**Task instructions:** Reproduce the entries in full, with no changes.

**Data for the task:**
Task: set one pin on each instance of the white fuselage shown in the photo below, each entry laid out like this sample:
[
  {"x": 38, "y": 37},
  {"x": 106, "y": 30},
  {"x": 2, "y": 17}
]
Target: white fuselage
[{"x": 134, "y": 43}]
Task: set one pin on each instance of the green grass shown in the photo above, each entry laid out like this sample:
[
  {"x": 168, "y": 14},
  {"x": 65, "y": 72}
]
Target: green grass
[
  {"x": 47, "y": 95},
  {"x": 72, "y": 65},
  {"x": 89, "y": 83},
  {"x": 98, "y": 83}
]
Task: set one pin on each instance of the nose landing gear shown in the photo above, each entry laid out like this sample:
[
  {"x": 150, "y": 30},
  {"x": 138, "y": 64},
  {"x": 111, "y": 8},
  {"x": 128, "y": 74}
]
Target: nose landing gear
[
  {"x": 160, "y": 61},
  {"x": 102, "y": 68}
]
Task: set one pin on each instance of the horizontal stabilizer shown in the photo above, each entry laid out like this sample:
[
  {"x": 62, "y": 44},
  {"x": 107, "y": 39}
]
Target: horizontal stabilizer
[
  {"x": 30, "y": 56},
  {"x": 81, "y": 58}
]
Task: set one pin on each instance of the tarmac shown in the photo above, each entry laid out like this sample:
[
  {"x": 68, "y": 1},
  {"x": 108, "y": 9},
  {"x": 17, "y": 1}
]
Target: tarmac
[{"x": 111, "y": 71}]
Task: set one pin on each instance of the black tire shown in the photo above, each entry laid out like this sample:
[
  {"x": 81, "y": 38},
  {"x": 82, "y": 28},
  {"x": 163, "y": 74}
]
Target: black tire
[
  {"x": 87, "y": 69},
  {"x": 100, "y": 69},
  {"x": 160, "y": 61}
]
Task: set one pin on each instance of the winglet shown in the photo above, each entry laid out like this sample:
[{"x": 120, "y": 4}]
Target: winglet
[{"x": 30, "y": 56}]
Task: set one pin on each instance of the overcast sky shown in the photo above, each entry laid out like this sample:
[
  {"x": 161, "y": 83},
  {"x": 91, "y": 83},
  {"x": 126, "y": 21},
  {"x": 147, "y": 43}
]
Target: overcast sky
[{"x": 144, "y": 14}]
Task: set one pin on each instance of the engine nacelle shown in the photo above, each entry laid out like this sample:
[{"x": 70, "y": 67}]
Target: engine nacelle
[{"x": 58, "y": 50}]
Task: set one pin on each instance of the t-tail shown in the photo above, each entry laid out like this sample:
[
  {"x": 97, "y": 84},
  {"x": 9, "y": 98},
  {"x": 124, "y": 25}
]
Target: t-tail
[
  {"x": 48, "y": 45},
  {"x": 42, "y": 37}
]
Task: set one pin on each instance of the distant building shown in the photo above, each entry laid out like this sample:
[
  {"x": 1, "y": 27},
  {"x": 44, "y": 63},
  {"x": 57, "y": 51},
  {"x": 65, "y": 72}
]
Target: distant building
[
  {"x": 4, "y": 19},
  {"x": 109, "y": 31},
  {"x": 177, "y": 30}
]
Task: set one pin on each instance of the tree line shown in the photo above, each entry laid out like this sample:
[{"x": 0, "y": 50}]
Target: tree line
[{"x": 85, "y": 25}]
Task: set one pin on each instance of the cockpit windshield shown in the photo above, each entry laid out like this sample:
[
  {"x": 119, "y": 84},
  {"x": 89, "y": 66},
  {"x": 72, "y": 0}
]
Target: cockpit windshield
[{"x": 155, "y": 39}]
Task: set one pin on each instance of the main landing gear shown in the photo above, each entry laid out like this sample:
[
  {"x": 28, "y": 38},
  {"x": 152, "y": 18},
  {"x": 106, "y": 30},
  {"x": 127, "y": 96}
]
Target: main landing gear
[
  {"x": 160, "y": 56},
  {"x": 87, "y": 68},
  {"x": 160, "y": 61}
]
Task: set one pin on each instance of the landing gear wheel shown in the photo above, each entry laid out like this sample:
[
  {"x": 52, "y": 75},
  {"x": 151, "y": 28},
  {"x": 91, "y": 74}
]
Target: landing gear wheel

**Exercise result:**
Task: set one pin on each instance of the white fuselage shown in the photo below, each entry laid out like this sample:
[
  {"x": 38, "y": 37},
  {"x": 106, "y": 30},
  {"x": 2, "y": 17}
]
Target: white fuselage
[{"x": 134, "y": 43}]
Task: set one pin on each instance of the green grass shown in the photo above, each entry laid out like this sample:
[
  {"x": 168, "y": 14},
  {"x": 65, "y": 72}
]
Target: green grass
[
  {"x": 47, "y": 95},
  {"x": 72, "y": 65},
  {"x": 89, "y": 83},
  {"x": 98, "y": 83}
]
Task: set one pin on each instance of the nose landing gear shown in the photo above, each entry laid out like this sample:
[
  {"x": 150, "y": 30},
  {"x": 138, "y": 64},
  {"x": 111, "y": 8},
  {"x": 128, "y": 74}
]
Target: nose landing gear
[
  {"x": 160, "y": 61},
  {"x": 102, "y": 68}
]
Task: set one pin on each instance of the horizontal stabilizer shown in the photo above, each entry laid out like this sample:
[
  {"x": 62, "y": 44},
  {"x": 107, "y": 39}
]
Target: horizontal stabilizer
[
  {"x": 30, "y": 56},
  {"x": 81, "y": 58}
]
Task: set one pin on each instance of the tarmac shown in the photo above, each entry laid out like this sample:
[
  {"x": 68, "y": 1},
  {"x": 108, "y": 9},
  {"x": 17, "y": 1}
]
Target: tarmac
[{"x": 111, "y": 71}]
Task: set one pin on each instance of the black tire shown in the photo above, each entry laid out like this sample:
[
  {"x": 81, "y": 38},
  {"x": 82, "y": 28},
  {"x": 163, "y": 74}
]
Target: black tire
[
  {"x": 87, "y": 69},
  {"x": 100, "y": 69},
  {"x": 160, "y": 61}
]
Task: set one pin on each instance of the winglet shown in the photo above, each entry laid out like this sample:
[{"x": 120, "y": 4}]
Target: winglet
[{"x": 30, "y": 56}]
Task: set one pin on each instance of the overcast sky shown in the photo above, each entry laid out like this sample:
[
  {"x": 161, "y": 83},
  {"x": 91, "y": 83},
  {"x": 126, "y": 21},
  {"x": 147, "y": 43}
]
Target: overcast sky
[{"x": 144, "y": 14}]
Task: set one pin on each instance of the engine nacelle shown in the photo above, each entry laid out like this sample:
[{"x": 70, "y": 67}]
Target: engine nacelle
[{"x": 58, "y": 50}]
Task: set one pin on each instance of the t-tail shown in the photo above, each entry laid out like this sample:
[
  {"x": 97, "y": 84},
  {"x": 9, "y": 98},
  {"x": 124, "y": 25}
]
Target: t-tail
[
  {"x": 48, "y": 45},
  {"x": 42, "y": 37}
]
Task: set one pin on each instance of the distant building shown in the photo above, each entry laid out like this sample:
[
  {"x": 1, "y": 27},
  {"x": 44, "y": 63},
  {"x": 57, "y": 51},
  {"x": 65, "y": 72}
]
Target: distant building
[
  {"x": 4, "y": 19},
  {"x": 109, "y": 31},
  {"x": 177, "y": 30}
]
Task: set one pin on each instance of the tree line shown in the photo above, each entry laid out like this sample:
[{"x": 0, "y": 50}]
Target: tree line
[{"x": 85, "y": 25}]
Task: set one pin on each instance of the cockpit windshield shown in the photo above, each entry laid out like this sample:
[
  {"x": 119, "y": 84},
  {"x": 89, "y": 66},
  {"x": 72, "y": 0}
]
Target: cockpit windshield
[{"x": 155, "y": 39}]
Task: set one pin on each instance of the main landing gear shown in the photo above, each entry laid out like this sample:
[
  {"x": 28, "y": 38},
  {"x": 152, "y": 18},
  {"x": 106, "y": 30},
  {"x": 127, "y": 96}
]
Target: main landing gear
[
  {"x": 160, "y": 56},
  {"x": 87, "y": 68},
  {"x": 160, "y": 61}
]
Task: set one pin on each instance of the landing gear wheel shown in the photo above, each entry laid out like this sample:
[
  {"x": 52, "y": 75},
  {"x": 151, "y": 28},
  {"x": 91, "y": 74}
]
Target: landing gear wheel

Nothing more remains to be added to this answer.